- What is needed:
Among the entries below, extract exactly the lines that run from the one with "column 480, row 421" through the one with "column 336, row 37", both ends included.
Extracted data section start
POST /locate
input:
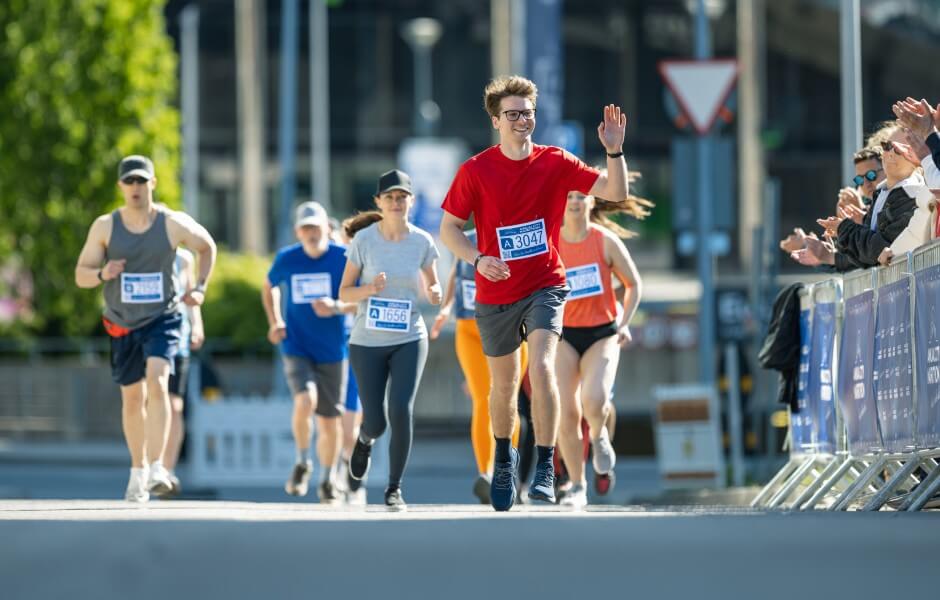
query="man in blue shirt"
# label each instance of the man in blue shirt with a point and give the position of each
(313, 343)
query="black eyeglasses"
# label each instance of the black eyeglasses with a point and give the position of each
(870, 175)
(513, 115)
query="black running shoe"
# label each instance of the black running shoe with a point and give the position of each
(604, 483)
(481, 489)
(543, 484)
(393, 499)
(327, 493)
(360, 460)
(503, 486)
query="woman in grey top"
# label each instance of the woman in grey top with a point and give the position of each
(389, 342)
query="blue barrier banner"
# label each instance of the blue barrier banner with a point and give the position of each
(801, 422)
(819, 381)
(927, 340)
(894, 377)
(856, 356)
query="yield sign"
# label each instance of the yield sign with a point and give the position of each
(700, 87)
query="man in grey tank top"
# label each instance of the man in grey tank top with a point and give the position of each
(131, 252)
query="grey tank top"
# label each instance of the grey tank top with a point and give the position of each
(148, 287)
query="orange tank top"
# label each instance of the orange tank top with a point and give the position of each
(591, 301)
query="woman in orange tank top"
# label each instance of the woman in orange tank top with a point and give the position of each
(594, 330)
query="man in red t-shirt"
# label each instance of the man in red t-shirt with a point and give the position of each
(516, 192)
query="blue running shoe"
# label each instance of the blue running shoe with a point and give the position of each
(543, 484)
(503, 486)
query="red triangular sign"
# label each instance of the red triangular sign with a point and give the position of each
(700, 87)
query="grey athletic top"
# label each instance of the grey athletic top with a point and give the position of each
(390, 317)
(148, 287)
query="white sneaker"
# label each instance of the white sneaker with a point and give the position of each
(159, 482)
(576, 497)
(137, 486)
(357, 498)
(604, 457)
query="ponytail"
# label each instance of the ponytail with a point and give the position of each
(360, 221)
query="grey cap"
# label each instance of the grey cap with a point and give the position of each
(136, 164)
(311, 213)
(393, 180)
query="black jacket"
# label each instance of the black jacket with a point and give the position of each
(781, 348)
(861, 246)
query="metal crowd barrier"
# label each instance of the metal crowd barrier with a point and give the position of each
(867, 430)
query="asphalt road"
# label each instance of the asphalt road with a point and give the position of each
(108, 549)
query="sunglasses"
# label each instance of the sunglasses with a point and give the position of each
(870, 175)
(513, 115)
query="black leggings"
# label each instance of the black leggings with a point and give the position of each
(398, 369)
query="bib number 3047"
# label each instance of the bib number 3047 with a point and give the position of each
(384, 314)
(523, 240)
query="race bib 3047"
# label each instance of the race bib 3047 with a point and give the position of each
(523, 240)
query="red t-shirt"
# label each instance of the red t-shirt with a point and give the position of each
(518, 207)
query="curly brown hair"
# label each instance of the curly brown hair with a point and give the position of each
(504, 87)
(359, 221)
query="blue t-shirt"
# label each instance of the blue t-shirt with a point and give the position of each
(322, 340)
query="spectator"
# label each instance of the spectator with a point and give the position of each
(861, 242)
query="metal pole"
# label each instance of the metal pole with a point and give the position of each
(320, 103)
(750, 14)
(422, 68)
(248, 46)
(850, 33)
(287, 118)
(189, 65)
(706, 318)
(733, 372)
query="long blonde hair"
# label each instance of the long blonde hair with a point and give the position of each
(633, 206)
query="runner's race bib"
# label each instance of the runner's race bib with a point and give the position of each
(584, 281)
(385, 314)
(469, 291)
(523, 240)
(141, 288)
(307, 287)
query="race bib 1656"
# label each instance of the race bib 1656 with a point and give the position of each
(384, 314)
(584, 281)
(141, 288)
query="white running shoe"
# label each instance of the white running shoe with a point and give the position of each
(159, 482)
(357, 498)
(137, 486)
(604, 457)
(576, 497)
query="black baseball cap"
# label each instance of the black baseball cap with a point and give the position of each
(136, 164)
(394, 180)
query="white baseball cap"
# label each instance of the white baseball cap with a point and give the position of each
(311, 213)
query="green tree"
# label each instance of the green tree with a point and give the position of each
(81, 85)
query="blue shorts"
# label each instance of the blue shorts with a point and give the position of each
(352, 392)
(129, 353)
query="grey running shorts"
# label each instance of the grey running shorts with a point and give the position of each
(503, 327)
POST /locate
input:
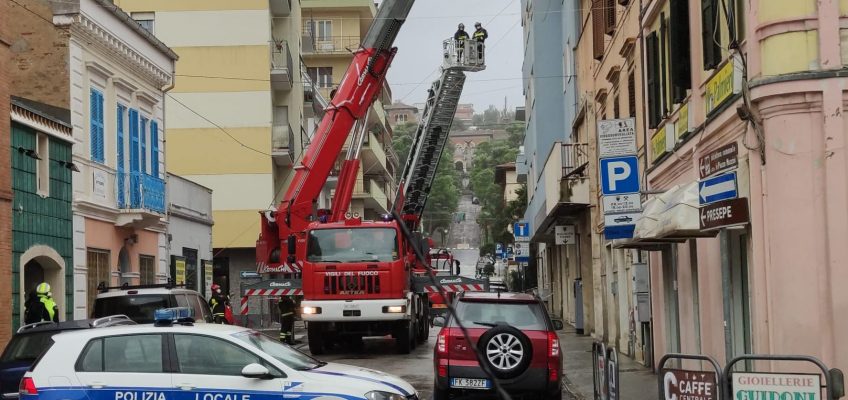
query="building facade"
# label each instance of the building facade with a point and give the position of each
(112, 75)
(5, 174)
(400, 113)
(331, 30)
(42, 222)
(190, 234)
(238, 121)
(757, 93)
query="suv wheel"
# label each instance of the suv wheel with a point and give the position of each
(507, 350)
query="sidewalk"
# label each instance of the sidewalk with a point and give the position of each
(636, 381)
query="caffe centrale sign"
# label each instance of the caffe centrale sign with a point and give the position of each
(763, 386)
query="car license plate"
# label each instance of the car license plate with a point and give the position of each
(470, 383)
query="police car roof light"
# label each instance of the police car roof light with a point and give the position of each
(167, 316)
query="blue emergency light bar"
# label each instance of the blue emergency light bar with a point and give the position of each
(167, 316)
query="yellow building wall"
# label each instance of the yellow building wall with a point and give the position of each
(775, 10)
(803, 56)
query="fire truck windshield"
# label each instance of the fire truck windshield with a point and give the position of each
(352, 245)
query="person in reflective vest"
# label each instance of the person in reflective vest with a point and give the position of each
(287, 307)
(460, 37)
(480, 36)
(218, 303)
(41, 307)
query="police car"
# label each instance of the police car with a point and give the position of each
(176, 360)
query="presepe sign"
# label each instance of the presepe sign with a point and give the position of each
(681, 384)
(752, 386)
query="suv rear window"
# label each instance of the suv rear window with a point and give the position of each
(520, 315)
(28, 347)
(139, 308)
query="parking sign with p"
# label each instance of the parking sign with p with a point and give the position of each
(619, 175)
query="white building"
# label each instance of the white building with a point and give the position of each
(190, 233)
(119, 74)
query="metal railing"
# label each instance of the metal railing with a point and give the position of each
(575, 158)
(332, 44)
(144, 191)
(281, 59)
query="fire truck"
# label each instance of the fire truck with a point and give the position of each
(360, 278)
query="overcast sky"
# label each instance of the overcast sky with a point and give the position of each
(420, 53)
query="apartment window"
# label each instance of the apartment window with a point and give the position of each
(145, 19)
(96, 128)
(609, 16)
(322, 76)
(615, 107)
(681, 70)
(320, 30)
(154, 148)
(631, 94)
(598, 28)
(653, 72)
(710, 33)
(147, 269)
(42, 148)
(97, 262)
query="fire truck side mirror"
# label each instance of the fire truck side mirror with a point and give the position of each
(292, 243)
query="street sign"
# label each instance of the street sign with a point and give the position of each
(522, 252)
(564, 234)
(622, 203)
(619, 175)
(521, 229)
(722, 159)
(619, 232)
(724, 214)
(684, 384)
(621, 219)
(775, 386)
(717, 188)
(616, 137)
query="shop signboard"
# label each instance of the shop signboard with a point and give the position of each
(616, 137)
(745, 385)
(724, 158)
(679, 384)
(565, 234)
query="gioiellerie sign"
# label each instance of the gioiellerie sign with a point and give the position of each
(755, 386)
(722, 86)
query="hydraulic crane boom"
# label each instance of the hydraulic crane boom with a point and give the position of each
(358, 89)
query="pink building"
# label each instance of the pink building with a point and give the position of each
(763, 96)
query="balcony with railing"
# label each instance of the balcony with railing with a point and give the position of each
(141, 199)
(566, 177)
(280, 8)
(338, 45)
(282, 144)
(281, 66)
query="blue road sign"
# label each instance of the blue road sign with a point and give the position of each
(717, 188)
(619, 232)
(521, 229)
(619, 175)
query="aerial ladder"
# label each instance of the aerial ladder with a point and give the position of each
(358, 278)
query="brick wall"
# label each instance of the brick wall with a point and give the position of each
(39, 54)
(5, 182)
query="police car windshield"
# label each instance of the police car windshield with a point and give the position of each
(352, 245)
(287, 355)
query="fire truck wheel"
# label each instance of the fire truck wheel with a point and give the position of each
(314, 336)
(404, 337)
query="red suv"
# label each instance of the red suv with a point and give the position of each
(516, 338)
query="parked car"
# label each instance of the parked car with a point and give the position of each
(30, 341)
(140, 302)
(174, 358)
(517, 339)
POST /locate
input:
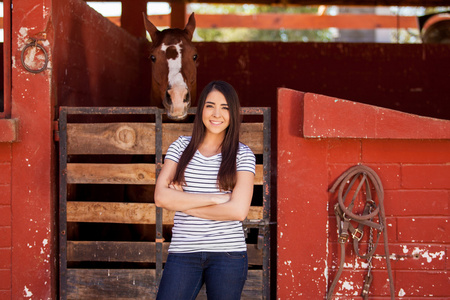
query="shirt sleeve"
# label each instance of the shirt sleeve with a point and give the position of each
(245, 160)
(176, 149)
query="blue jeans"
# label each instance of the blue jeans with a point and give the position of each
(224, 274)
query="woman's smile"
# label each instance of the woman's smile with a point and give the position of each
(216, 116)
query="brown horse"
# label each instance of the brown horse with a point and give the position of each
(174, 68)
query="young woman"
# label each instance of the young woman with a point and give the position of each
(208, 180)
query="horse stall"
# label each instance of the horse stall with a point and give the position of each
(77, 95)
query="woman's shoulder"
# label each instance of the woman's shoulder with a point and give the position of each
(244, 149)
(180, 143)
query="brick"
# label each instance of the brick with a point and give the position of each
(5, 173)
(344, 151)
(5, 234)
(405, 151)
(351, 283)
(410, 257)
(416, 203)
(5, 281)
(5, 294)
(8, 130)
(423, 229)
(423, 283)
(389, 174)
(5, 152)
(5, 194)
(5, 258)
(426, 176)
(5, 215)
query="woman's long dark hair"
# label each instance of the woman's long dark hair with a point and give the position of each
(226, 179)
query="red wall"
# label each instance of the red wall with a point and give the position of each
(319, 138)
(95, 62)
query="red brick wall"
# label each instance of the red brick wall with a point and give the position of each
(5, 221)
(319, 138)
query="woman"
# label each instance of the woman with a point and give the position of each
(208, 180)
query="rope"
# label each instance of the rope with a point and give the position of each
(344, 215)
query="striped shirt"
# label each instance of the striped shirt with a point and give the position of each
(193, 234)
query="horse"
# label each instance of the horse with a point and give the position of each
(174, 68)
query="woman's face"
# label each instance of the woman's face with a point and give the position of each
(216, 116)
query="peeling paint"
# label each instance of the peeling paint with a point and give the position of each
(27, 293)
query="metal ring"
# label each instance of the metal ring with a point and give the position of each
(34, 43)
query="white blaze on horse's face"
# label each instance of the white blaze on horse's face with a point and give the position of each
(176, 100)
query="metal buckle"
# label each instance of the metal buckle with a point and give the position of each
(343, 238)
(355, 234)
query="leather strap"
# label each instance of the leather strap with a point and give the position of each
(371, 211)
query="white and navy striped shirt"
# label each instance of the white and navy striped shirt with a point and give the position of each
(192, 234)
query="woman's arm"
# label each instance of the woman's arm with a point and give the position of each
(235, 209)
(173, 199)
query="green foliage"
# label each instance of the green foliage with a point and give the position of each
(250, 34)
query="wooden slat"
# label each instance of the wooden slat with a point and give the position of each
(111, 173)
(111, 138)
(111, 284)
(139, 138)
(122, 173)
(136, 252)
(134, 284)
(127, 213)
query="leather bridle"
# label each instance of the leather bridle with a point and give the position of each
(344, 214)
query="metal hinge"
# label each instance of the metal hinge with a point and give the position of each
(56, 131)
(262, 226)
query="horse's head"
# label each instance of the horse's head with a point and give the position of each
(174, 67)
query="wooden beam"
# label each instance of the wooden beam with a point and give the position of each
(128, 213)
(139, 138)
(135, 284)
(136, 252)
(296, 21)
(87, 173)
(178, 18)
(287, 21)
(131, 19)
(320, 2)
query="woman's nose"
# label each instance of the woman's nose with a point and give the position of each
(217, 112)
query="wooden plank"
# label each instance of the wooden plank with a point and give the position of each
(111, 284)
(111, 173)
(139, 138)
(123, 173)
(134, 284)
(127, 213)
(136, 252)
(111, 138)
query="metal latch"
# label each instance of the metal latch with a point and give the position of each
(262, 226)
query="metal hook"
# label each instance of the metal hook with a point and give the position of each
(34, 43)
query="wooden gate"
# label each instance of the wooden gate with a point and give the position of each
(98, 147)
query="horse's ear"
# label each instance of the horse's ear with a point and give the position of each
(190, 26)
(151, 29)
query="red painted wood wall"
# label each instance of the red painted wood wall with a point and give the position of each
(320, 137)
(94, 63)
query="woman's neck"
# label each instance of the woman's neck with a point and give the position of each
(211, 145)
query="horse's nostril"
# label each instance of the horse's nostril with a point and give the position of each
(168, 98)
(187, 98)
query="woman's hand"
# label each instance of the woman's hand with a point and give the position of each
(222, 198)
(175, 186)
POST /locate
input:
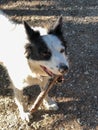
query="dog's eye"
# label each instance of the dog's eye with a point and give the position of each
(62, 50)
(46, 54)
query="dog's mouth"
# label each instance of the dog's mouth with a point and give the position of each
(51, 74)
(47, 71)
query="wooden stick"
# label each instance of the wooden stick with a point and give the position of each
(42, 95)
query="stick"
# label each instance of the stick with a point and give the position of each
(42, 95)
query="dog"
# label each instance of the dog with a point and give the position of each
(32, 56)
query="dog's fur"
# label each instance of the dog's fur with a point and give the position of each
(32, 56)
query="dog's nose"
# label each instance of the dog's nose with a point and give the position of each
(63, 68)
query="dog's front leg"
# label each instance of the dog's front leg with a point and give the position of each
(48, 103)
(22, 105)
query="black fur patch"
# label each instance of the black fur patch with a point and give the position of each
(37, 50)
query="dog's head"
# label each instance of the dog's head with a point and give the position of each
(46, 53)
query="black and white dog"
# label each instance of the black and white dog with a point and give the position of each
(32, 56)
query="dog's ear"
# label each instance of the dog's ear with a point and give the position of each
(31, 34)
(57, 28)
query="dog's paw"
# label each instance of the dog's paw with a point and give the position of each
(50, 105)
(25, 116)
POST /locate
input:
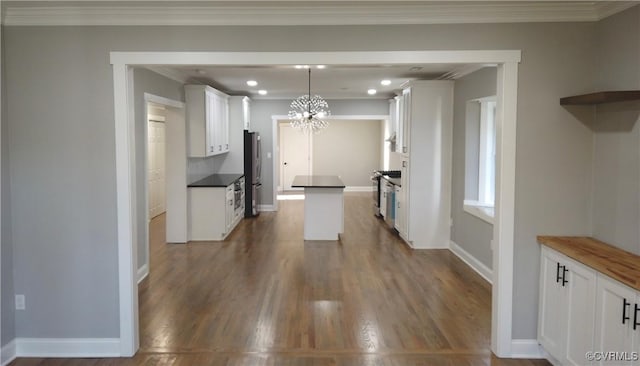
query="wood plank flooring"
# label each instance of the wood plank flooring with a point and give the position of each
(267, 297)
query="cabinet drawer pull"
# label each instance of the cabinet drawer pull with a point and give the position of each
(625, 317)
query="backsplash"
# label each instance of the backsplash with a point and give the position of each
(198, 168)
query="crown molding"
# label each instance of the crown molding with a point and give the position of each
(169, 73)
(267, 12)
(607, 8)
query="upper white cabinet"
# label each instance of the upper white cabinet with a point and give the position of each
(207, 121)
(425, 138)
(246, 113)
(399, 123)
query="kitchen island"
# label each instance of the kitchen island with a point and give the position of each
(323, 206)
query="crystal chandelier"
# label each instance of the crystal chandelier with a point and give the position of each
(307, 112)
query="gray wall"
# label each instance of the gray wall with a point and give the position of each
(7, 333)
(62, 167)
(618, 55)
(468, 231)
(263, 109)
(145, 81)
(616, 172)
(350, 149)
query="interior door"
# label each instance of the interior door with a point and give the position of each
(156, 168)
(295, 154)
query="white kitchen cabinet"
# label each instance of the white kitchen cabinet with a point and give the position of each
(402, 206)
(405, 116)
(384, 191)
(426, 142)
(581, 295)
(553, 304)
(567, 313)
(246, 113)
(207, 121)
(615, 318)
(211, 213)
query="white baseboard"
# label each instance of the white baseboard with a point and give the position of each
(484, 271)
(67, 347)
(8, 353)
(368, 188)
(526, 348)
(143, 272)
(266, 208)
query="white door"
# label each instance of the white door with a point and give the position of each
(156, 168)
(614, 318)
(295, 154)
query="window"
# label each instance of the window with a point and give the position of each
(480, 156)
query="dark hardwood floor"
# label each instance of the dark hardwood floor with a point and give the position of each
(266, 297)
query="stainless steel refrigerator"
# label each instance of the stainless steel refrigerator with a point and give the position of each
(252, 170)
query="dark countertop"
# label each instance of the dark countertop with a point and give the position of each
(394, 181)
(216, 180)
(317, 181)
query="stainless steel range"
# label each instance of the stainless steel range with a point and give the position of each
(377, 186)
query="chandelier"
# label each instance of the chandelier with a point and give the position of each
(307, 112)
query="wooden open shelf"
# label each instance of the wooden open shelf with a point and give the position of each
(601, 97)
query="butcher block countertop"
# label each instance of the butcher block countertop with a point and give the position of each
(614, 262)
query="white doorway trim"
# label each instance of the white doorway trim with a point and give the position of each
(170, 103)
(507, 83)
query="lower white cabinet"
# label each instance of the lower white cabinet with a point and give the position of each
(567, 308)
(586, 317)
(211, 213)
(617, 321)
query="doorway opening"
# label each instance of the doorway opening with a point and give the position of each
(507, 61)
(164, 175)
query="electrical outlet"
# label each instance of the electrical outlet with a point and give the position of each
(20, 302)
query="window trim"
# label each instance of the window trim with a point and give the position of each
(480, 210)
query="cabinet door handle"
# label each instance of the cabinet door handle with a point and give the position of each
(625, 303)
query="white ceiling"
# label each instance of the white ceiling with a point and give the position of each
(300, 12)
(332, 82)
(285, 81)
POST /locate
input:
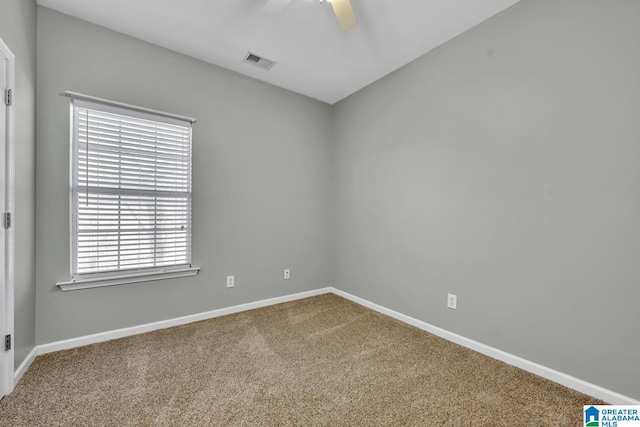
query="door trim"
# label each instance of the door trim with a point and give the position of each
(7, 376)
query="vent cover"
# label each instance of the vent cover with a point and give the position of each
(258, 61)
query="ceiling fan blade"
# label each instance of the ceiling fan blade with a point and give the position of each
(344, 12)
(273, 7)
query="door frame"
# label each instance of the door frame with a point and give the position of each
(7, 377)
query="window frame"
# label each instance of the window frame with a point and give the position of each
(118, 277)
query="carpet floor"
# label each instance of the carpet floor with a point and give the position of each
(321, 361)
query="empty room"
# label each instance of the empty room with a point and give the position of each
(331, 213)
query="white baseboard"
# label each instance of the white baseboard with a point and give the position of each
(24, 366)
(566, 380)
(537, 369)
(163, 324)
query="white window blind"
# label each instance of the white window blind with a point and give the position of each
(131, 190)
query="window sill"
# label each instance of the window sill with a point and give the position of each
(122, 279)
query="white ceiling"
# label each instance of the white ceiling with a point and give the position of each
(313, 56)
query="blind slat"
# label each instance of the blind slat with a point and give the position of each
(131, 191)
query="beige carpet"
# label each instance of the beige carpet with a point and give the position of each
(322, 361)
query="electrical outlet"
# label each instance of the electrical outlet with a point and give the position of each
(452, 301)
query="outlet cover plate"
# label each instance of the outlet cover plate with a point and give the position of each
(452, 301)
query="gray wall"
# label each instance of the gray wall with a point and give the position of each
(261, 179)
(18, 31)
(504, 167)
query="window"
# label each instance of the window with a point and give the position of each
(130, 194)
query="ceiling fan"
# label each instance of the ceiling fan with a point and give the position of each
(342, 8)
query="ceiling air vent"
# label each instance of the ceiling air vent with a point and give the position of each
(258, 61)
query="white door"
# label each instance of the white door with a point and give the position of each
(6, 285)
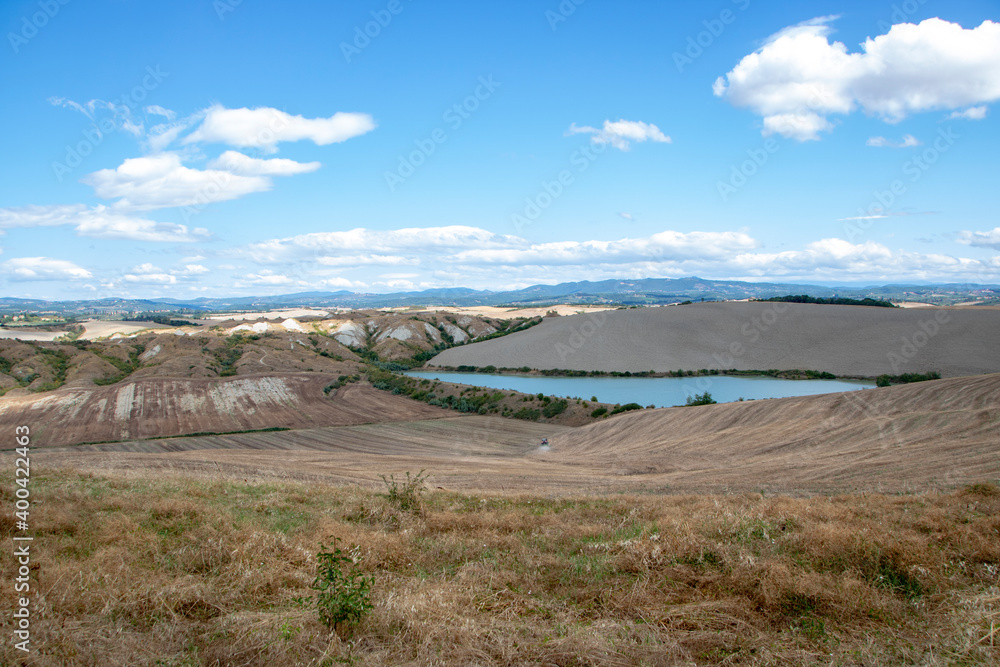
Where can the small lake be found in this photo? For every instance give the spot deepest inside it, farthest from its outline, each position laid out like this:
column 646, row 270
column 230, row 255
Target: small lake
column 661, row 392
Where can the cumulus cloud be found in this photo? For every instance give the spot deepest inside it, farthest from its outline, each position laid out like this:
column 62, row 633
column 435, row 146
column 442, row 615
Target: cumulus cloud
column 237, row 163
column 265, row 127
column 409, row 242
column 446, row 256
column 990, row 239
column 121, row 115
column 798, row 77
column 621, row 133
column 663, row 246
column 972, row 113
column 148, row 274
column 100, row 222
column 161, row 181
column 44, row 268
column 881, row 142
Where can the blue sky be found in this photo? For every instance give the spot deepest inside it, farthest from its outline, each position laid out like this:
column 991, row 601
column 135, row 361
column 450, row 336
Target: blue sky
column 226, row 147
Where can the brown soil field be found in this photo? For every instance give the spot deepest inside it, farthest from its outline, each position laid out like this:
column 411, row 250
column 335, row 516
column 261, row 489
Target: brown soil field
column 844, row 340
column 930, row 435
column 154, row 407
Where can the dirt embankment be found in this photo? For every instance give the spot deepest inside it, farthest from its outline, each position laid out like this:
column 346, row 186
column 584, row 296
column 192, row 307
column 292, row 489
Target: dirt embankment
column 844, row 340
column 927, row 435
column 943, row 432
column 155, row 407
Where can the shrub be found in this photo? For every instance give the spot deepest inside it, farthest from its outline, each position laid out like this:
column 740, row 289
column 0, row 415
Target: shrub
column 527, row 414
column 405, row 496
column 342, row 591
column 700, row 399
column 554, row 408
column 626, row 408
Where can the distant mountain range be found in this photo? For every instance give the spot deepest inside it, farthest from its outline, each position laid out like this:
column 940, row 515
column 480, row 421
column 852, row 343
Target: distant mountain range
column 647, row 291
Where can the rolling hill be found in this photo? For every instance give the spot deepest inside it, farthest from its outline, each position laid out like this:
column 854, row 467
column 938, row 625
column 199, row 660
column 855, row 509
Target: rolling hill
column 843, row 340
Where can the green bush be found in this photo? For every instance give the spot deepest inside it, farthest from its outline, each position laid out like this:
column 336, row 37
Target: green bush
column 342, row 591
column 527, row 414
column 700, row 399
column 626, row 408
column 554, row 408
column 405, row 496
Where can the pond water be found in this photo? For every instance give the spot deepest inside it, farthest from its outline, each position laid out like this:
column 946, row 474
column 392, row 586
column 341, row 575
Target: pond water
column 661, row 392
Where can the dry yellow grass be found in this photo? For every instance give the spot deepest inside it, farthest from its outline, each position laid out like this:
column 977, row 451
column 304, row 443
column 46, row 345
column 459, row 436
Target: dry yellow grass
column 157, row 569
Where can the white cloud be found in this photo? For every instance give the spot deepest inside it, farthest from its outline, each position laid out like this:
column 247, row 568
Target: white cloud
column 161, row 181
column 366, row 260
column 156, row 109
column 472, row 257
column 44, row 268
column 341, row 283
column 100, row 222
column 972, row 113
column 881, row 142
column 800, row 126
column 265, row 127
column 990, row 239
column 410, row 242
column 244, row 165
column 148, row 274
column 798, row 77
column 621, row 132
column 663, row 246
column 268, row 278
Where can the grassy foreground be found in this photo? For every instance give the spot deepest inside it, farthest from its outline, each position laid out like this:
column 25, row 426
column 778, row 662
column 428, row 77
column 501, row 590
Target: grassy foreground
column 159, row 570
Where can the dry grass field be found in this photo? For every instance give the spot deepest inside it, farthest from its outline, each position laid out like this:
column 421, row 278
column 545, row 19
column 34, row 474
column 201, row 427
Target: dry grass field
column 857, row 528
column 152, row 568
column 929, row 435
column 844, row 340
Extracted data section end
- Exercise solution:
column 480, row 421
column 852, row 343
Target: distant mountain range
column 647, row 291
Where can the rolling hill be found in this photo? For every instance give the spot deepest inside it, farthest from its outline, each position laid out like this:
column 854, row 467
column 938, row 625
column 199, row 660
column 855, row 509
Target: rolling hill
column 843, row 340
Where can the green bush be found in this photo? For every instance give the spot deepest inside it, farthest from its outline, each position laid out like this:
column 336, row 37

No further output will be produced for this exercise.